---------- Information provided ----------

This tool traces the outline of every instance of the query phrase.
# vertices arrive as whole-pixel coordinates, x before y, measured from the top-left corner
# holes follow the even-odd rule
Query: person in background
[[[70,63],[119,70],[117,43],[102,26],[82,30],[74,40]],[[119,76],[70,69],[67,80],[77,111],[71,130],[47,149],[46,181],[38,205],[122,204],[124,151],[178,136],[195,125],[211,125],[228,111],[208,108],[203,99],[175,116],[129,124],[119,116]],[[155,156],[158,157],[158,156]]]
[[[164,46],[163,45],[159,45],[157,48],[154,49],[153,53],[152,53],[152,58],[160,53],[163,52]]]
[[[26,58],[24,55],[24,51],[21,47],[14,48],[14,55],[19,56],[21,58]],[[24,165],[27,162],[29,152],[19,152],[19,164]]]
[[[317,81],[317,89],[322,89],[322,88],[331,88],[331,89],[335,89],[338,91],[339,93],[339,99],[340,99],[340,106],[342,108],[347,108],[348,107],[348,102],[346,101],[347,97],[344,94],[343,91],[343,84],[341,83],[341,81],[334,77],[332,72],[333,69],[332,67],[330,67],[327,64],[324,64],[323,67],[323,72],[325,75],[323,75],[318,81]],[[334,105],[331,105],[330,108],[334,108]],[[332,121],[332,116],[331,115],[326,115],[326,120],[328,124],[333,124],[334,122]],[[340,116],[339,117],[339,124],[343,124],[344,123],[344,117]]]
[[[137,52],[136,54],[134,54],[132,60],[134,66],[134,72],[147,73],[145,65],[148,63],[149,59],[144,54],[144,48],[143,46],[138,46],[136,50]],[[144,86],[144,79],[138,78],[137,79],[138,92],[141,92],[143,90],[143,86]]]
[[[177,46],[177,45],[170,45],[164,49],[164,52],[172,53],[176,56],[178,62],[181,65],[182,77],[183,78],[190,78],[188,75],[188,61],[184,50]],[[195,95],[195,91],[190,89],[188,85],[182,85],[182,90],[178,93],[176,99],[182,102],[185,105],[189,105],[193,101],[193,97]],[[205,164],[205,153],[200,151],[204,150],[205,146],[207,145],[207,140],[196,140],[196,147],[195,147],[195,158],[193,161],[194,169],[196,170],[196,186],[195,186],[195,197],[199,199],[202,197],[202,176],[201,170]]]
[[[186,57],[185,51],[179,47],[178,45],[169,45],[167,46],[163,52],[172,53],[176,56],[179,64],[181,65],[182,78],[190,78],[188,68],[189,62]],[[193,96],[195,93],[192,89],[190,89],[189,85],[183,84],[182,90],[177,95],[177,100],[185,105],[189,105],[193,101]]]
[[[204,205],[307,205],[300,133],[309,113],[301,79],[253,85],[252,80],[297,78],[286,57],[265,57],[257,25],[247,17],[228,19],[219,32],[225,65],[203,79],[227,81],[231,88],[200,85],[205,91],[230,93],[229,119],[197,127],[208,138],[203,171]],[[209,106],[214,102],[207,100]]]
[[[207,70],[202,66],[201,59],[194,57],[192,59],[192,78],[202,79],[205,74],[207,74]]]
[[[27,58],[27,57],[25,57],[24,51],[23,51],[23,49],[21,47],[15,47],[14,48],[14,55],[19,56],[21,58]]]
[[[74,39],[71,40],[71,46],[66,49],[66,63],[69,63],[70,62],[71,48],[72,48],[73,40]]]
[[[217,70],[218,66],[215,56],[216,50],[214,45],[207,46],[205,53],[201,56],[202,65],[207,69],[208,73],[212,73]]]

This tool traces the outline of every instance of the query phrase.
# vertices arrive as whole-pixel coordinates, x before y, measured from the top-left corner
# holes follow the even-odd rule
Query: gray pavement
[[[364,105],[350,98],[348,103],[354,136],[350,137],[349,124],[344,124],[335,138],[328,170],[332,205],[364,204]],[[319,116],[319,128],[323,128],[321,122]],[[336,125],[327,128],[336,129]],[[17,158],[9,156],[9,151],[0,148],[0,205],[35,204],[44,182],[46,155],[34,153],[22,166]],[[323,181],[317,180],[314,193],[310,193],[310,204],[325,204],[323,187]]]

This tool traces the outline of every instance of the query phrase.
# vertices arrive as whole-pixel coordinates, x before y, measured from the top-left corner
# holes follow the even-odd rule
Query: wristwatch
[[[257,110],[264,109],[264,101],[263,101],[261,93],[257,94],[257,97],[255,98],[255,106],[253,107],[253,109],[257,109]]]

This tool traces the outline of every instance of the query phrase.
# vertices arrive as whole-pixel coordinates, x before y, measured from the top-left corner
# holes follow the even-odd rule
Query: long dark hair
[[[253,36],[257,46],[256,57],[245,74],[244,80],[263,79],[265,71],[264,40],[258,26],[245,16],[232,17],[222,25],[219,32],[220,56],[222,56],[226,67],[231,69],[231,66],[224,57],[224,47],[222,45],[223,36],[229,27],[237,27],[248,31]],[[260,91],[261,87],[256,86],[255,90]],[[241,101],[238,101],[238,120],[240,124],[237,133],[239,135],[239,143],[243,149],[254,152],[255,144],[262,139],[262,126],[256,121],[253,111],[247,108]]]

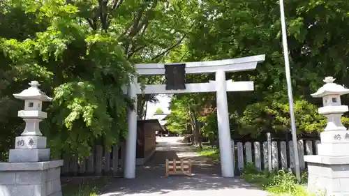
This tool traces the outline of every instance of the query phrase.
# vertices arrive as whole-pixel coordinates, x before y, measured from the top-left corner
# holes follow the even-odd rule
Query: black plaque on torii
[[[166,90],[186,89],[186,64],[165,65]]]

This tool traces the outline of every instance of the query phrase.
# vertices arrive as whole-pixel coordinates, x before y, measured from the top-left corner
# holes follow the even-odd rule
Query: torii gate
[[[128,96],[137,100],[137,94],[165,94],[198,92],[216,92],[217,121],[218,128],[219,149],[221,151],[221,172],[223,177],[234,176],[234,160],[230,144],[230,129],[228,112],[227,91],[253,91],[253,82],[232,82],[225,80],[225,73],[252,70],[257,63],[262,62],[265,55],[251,56],[244,58],[203,62],[181,63],[185,64],[186,74],[216,73],[216,80],[207,83],[185,84],[185,89],[166,90],[165,84],[146,85],[142,91],[138,79],[128,86]],[[146,63],[135,64],[140,75],[163,75],[165,65],[179,63]],[[136,108],[137,104],[135,104]],[[128,133],[126,140],[124,177],[135,177],[137,113],[128,111]]]

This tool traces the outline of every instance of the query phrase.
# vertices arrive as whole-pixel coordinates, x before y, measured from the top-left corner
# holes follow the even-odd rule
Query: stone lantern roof
[[[51,101],[52,98],[48,97],[46,93],[38,89],[40,86],[38,81],[31,81],[29,83],[31,87],[25,89],[17,94],[13,94],[15,98],[20,100],[39,100],[41,101]]]
[[[313,97],[320,98],[328,95],[345,95],[349,93],[349,89],[343,86],[333,83],[336,79],[333,77],[326,77],[323,80],[326,84],[315,93],[311,94]]]

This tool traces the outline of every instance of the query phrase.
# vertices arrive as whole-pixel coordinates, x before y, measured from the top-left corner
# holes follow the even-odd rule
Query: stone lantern
[[[327,118],[327,124],[320,134],[318,155],[304,156],[308,162],[308,188],[325,195],[349,195],[349,131],[341,120],[348,111],[347,105],[341,105],[341,96],[349,93],[349,89],[334,83],[334,80],[327,77],[326,84],[311,94],[322,98],[324,106],[318,112]]]
[[[46,137],[39,128],[40,121],[47,117],[46,112],[41,111],[42,103],[52,98],[38,89],[38,82],[29,84],[29,89],[13,95],[24,100],[24,110],[18,112],[18,116],[26,126],[22,135],[15,138],[15,147],[10,150],[8,163],[0,163],[0,195],[61,196],[63,160],[50,160]]]
[[[15,149],[10,150],[9,162],[37,162],[50,160],[50,149],[46,149],[46,137],[40,132],[39,123],[46,119],[42,112],[43,102],[52,98],[41,91],[39,83],[31,81],[31,87],[15,98],[24,100],[24,110],[18,112],[18,116],[25,121],[25,128],[21,136],[16,137]]]

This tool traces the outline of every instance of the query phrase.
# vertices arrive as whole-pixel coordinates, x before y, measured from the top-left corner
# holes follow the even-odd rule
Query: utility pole
[[[292,94],[292,81],[291,75],[290,73],[290,59],[288,59],[288,47],[287,45],[286,22],[285,21],[283,0],[280,0],[280,13],[281,15],[281,31],[283,45],[283,56],[285,58],[285,70],[286,71],[287,90],[288,102],[290,104],[290,115],[291,116],[292,140],[293,142],[293,151],[295,152],[295,169],[296,172],[296,178],[298,181],[300,181],[301,172],[299,169],[299,159],[298,157],[298,142],[297,141],[295,111],[293,110],[293,96]]]

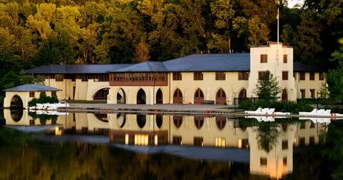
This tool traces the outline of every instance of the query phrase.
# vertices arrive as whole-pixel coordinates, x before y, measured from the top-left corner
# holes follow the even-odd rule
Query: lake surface
[[[343,176],[340,121],[44,113],[4,110],[0,179]]]

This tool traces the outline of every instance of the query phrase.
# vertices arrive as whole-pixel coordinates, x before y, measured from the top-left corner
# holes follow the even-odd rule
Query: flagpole
[[[277,6],[277,44],[279,44],[279,6]]]

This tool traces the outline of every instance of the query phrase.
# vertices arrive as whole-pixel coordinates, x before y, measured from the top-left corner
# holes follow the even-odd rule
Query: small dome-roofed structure
[[[59,89],[41,84],[26,84],[4,90],[6,96],[4,99],[4,108],[26,108],[34,98],[39,98],[41,93],[48,96],[56,95]]]

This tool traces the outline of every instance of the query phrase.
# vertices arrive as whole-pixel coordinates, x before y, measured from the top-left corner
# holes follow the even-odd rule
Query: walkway
[[[60,111],[89,112],[159,113],[187,114],[230,114],[234,110],[228,106],[209,104],[70,104],[70,107]]]

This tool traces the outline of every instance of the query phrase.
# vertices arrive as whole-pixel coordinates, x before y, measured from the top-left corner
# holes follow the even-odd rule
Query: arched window
[[[216,124],[219,129],[223,129],[227,124],[227,118],[225,116],[216,116]]]
[[[145,114],[137,114],[137,124],[141,129],[144,127],[145,124],[146,123],[146,115]]]
[[[282,91],[282,96],[281,98],[281,101],[287,101],[288,100],[288,94],[287,94],[287,91],[286,91],[286,89],[284,89]]]
[[[163,104],[163,94],[161,89],[159,89],[156,93],[156,104]]]
[[[21,100],[21,98],[20,98],[20,96],[16,95],[16,94],[14,95],[14,96],[12,97],[12,99],[11,99],[10,107],[11,109],[13,109],[13,108],[22,109],[23,108],[23,101]]]
[[[158,128],[161,128],[163,124],[163,116],[161,114],[156,115],[156,125]]]
[[[146,104],[146,96],[141,89],[137,92],[137,104]]]
[[[235,104],[241,104],[242,101],[247,98],[247,90],[245,89],[242,89],[239,94],[238,94],[238,99],[235,99],[235,101],[238,100],[238,101],[235,101]]]
[[[194,124],[197,129],[200,129],[204,125],[204,116],[194,116]]]
[[[121,88],[116,93],[116,104],[125,104],[126,96],[125,91]]]
[[[93,100],[107,100],[109,88],[103,88],[99,90],[93,96]]]
[[[177,128],[179,128],[182,124],[182,116],[173,116],[173,122]]]

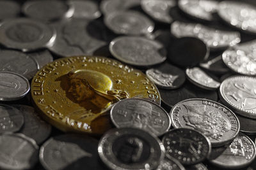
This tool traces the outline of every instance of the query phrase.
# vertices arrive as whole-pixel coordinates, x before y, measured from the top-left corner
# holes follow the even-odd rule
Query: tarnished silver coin
[[[154,169],[164,157],[160,140],[139,129],[121,128],[108,131],[100,139],[98,152],[111,169]]]
[[[220,87],[221,101],[243,117],[256,118],[256,78],[234,76]]]
[[[38,160],[38,146],[22,134],[0,136],[0,168],[22,170],[32,168]]]
[[[166,155],[189,166],[204,161],[210,154],[209,139],[203,134],[191,129],[174,129],[166,132],[162,142]]]
[[[110,111],[112,122],[118,127],[134,127],[161,136],[168,131],[171,120],[158,104],[141,99],[127,99],[115,104]]]
[[[197,130],[206,136],[213,147],[223,146],[237,135],[239,122],[226,106],[212,101],[191,99],[172,108],[172,125]]]
[[[154,19],[170,24],[173,18],[170,15],[172,8],[176,5],[176,1],[173,0],[142,0],[142,9]]]
[[[200,68],[195,67],[186,70],[188,79],[193,84],[207,90],[216,90],[219,88],[220,83],[218,82]]]
[[[249,165],[255,159],[255,145],[252,139],[239,133],[227,149],[217,158],[210,160],[224,168],[239,168]]]
[[[105,16],[104,22],[110,30],[118,34],[147,35],[154,28],[154,22],[135,11],[112,12]]]
[[[15,73],[0,71],[0,101],[21,99],[29,90],[29,83],[25,77]]]
[[[146,75],[161,89],[178,89],[186,80],[184,72],[167,62],[147,70]]]
[[[200,24],[175,21],[171,25],[171,32],[177,38],[192,36],[199,38],[211,50],[234,46],[241,41],[239,32],[218,30]]]
[[[109,51],[116,59],[136,66],[155,65],[166,59],[161,43],[143,37],[118,37],[110,43]]]
[[[19,18],[0,24],[0,43],[7,48],[35,50],[49,45],[55,38],[49,26],[32,19]]]

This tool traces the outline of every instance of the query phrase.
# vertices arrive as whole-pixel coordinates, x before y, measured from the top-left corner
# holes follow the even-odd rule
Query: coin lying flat
[[[0,101],[21,99],[29,90],[29,83],[24,76],[12,72],[0,72]]]
[[[227,149],[211,162],[224,168],[239,168],[249,165],[255,159],[255,145],[243,133],[239,133]]]
[[[256,118],[256,78],[234,76],[225,79],[220,87],[220,97],[236,113]]]
[[[106,166],[116,170],[154,169],[164,156],[158,138],[133,128],[108,131],[99,141],[98,152]]]
[[[223,146],[237,135],[239,122],[226,106],[216,102],[191,99],[177,103],[170,111],[175,128],[197,130],[206,136],[214,147]]]
[[[143,37],[118,37],[110,43],[109,50],[117,59],[137,66],[149,66],[166,59],[162,44]]]
[[[202,162],[211,153],[209,139],[189,129],[175,129],[166,132],[162,139],[166,154],[177,159],[183,165]]]

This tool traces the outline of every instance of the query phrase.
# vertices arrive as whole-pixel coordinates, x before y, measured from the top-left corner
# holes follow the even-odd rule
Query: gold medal
[[[31,83],[42,116],[63,131],[102,134],[111,128],[108,111],[124,99],[160,104],[157,87],[140,71],[102,57],[72,57],[48,64]]]

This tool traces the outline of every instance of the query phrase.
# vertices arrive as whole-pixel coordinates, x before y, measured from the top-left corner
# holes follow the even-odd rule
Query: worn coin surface
[[[118,37],[110,43],[109,50],[117,59],[137,66],[149,66],[166,59],[161,43],[143,37]]]
[[[166,154],[183,165],[193,165],[205,160],[211,153],[209,139],[198,131],[186,128],[174,129],[166,132],[162,142]]]
[[[236,115],[226,106],[204,99],[181,101],[172,108],[171,119],[175,128],[197,130],[207,137],[214,147],[234,139],[240,129]]]
[[[236,113],[256,118],[256,78],[234,76],[225,79],[220,87],[221,101]]]
[[[98,152],[107,166],[115,170],[154,169],[164,157],[158,138],[133,128],[108,131],[99,141]]]

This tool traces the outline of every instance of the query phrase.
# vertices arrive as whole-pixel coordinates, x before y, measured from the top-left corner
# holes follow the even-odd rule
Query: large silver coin
[[[117,59],[137,66],[149,66],[166,59],[164,46],[143,37],[121,36],[114,39],[109,51]]]
[[[35,50],[50,45],[55,38],[47,25],[29,18],[8,20],[0,24],[0,43],[10,48]]]
[[[236,113],[256,118],[256,78],[236,76],[225,80],[220,87],[220,97]]]
[[[237,135],[239,122],[226,106],[207,99],[191,99],[172,108],[171,119],[175,128],[186,127],[205,135],[214,147],[223,146]]]
[[[38,146],[22,134],[1,135],[0,158],[1,169],[31,169],[38,160]]]
[[[110,30],[118,34],[147,35],[154,28],[154,22],[134,11],[112,12],[105,16],[104,22]]]
[[[239,32],[218,30],[200,24],[175,21],[171,25],[171,32],[177,38],[192,36],[199,38],[204,41],[211,50],[234,46],[241,41]]]
[[[0,71],[0,101],[21,99],[29,90],[29,83],[25,77],[15,73]]]
[[[247,136],[239,133],[227,149],[211,162],[224,168],[241,168],[255,158],[255,145]]]
[[[160,140],[139,129],[113,129],[100,139],[98,152],[111,169],[146,170],[157,167],[164,157]]]
[[[171,120],[160,106],[141,99],[119,101],[110,111],[112,122],[118,127],[134,127],[161,136],[168,131]]]

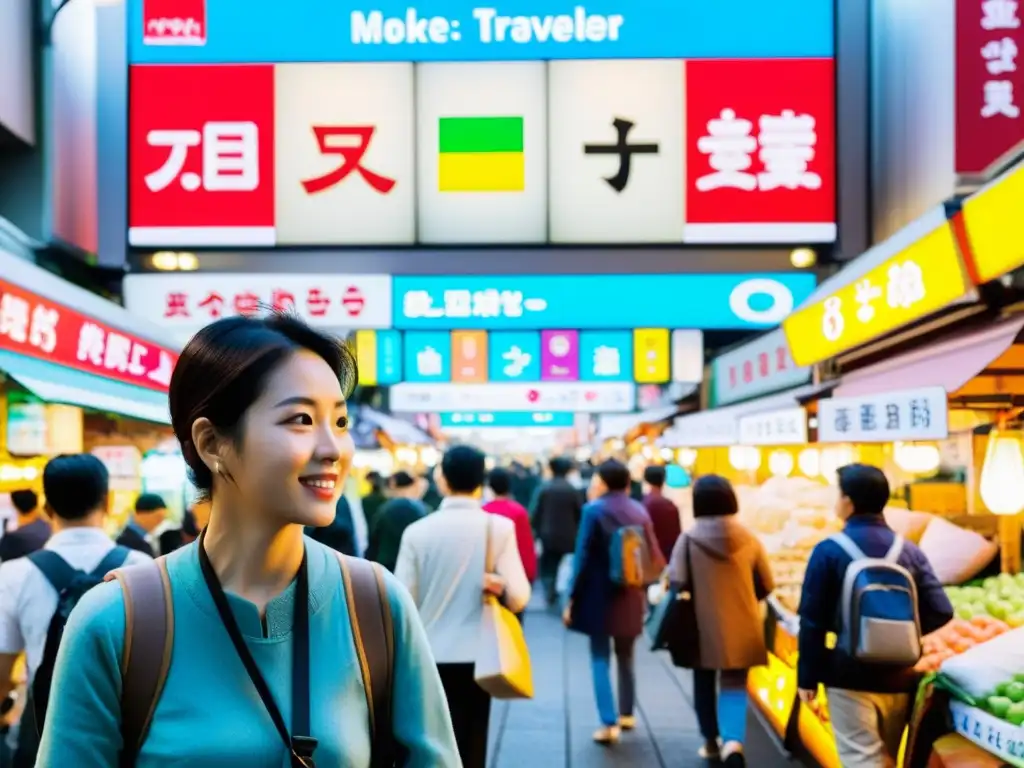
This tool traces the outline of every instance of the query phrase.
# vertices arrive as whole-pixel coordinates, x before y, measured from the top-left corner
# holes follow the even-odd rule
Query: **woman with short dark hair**
[[[133,626],[145,624],[139,571],[89,591],[63,636],[40,768],[459,765],[409,593],[303,536],[334,519],[354,452],[346,399],[355,381],[348,347],[294,317],[230,317],[193,337],[171,377],[171,422],[211,511],[197,542],[152,566],[176,621],[147,639],[170,646],[137,647],[133,632],[122,657],[126,603]],[[359,651],[382,650],[366,647],[349,602],[366,594],[353,585],[367,584],[370,567],[375,618],[392,622],[391,690],[374,690],[394,701],[390,723],[368,707]],[[166,678],[144,702],[147,729],[124,741],[139,709],[128,683],[139,678],[123,679],[122,665],[131,672],[136,653],[165,658]]]
[[[729,768],[746,764],[746,674],[768,663],[758,602],[774,589],[764,546],[735,519],[738,510],[727,479],[698,479],[696,523],[679,537],[669,565],[673,585],[689,589],[696,610],[700,660],[693,670],[693,705],[705,738],[699,754]]]

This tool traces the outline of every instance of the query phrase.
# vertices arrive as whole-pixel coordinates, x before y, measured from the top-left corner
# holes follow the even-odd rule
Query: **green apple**
[[[1018,701],[1010,706],[1007,713],[1007,720],[1014,725],[1024,725],[1024,701]]]
[[[1010,683],[1010,685],[1007,686],[1007,697],[1014,703],[1024,701],[1024,683],[1018,683],[1016,681]]]
[[[1010,708],[1014,706],[1006,696],[989,696],[988,697],[988,711],[995,715],[995,717],[1006,720],[1007,715],[1010,712]]]

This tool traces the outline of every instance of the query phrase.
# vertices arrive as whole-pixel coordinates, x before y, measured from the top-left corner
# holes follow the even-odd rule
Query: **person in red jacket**
[[[495,498],[483,505],[483,510],[507,517],[515,523],[516,543],[519,545],[522,569],[526,571],[526,578],[532,584],[537,579],[537,548],[534,545],[529,513],[525,507],[512,498],[512,474],[507,469],[496,467],[487,475],[487,485],[494,492]],[[521,622],[522,614],[518,615]]]

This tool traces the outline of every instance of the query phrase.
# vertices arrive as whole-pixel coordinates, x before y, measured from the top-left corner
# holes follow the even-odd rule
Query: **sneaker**
[[[705,745],[697,750],[697,757],[701,760],[718,760],[722,755],[722,745],[719,739],[705,741]]]
[[[722,765],[726,768],[746,768],[743,745],[738,741],[729,741],[725,744],[722,748]]]

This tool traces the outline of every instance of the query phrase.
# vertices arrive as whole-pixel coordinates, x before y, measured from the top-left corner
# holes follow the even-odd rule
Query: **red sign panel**
[[[178,356],[0,281],[0,349],[166,392]]]
[[[206,45],[206,0],[142,0],[146,45]]]
[[[273,66],[130,77],[129,243],[272,246]]]
[[[1024,148],[1020,3],[956,0],[956,173],[981,180]]]
[[[685,67],[683,240],[834,241],[833,59],[712,59]]]

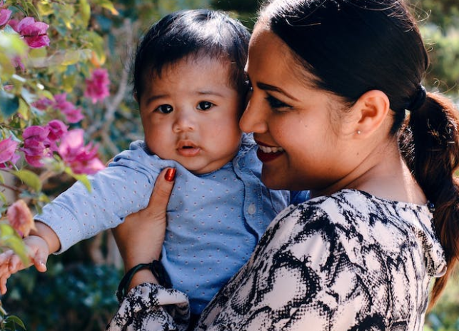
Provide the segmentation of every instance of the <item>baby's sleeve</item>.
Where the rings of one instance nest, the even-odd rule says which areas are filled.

----------

§ Exercise aim
Reproduce word for word the lines of the material from its start through the line containing "Query: person in background".

§ Correct output
This tool traces the outline of every instance of the query phrase.
# vertices arrive as whole-pixel coordinates, x before y, measured from the top-left corner
# holes follow the even-odd rule
Query: person in background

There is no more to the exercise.